Records to use>
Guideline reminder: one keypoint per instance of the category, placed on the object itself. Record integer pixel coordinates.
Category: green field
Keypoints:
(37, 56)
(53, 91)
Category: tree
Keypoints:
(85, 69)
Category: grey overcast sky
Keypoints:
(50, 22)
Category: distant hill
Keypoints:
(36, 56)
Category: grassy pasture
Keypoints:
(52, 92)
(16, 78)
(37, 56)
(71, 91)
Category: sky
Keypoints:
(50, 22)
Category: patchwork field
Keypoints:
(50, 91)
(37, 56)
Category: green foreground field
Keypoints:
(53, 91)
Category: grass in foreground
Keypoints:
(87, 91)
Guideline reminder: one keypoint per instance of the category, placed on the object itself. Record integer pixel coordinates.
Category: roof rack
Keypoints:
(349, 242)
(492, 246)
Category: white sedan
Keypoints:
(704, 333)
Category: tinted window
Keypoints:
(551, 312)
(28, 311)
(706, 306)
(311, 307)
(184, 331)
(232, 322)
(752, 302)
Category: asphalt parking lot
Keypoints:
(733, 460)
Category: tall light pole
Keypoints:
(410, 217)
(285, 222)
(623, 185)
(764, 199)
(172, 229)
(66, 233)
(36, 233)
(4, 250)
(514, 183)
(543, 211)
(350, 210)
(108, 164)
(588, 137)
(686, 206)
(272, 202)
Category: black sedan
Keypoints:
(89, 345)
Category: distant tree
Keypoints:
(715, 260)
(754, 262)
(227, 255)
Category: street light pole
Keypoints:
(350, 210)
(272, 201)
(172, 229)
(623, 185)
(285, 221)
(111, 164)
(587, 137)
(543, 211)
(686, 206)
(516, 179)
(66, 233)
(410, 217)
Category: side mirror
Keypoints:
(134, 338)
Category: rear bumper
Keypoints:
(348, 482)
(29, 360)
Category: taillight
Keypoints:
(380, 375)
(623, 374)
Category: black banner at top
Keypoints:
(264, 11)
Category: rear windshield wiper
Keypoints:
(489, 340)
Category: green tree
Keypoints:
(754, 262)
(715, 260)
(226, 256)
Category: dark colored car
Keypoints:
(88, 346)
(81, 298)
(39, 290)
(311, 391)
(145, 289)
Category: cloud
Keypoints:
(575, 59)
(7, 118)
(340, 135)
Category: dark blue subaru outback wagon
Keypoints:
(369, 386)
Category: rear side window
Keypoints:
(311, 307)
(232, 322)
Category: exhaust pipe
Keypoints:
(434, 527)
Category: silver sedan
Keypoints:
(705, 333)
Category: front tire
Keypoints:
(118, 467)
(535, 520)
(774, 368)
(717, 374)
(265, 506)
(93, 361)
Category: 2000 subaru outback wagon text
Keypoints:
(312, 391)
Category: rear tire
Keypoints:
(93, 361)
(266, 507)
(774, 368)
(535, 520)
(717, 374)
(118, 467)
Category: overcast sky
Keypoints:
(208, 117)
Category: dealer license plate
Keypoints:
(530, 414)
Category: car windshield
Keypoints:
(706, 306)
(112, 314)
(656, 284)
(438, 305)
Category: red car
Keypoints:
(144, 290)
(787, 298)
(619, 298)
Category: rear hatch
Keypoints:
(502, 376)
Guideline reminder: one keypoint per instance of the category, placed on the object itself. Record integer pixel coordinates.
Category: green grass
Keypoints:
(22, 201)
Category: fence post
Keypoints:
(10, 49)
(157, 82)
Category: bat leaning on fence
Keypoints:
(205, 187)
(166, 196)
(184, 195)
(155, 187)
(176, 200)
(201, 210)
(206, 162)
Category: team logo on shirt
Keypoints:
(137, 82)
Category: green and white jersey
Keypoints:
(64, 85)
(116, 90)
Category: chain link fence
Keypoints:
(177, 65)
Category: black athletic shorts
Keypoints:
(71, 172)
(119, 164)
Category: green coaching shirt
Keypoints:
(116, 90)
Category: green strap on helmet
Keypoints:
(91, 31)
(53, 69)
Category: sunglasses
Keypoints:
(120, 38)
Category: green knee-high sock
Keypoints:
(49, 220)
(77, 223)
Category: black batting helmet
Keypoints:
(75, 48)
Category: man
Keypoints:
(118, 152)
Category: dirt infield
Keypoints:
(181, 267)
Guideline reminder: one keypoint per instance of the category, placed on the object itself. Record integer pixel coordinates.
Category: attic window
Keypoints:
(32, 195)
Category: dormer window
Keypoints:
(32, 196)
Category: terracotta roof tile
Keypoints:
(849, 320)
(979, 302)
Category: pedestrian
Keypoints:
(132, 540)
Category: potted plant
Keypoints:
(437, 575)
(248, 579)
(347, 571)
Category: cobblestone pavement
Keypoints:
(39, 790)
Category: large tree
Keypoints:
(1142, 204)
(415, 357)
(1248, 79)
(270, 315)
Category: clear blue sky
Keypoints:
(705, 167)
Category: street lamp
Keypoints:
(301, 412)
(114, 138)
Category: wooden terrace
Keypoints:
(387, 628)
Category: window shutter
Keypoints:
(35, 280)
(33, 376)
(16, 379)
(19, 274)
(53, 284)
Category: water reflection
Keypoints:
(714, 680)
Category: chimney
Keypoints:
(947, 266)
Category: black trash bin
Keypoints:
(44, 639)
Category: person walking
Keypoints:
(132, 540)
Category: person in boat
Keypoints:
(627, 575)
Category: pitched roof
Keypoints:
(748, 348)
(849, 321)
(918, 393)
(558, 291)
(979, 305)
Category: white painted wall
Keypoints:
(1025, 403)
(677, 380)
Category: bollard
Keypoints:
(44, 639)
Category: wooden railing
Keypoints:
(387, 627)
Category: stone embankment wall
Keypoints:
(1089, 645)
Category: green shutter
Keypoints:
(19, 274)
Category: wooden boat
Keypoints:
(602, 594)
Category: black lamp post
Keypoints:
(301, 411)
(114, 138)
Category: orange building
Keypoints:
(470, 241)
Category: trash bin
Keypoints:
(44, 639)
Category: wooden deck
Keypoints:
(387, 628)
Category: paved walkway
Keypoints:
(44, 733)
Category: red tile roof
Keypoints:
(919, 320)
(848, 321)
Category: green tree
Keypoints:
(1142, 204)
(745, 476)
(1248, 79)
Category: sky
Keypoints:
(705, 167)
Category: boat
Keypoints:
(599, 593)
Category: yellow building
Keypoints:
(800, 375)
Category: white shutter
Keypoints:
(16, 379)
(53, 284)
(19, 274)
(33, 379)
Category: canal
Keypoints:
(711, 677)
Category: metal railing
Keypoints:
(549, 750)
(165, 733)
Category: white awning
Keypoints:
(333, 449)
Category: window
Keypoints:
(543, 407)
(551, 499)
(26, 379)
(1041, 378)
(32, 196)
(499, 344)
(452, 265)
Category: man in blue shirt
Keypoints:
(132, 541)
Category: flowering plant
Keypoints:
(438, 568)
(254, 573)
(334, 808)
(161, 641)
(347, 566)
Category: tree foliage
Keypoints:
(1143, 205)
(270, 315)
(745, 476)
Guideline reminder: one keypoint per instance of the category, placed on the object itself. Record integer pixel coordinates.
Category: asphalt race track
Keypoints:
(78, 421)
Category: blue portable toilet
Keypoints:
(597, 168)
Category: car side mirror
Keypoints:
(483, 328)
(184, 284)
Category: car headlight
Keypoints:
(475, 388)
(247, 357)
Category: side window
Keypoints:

Exercise details>
Write down how many lines of the data above contain the string "pole", and include nothing besides that number.

Your response>
2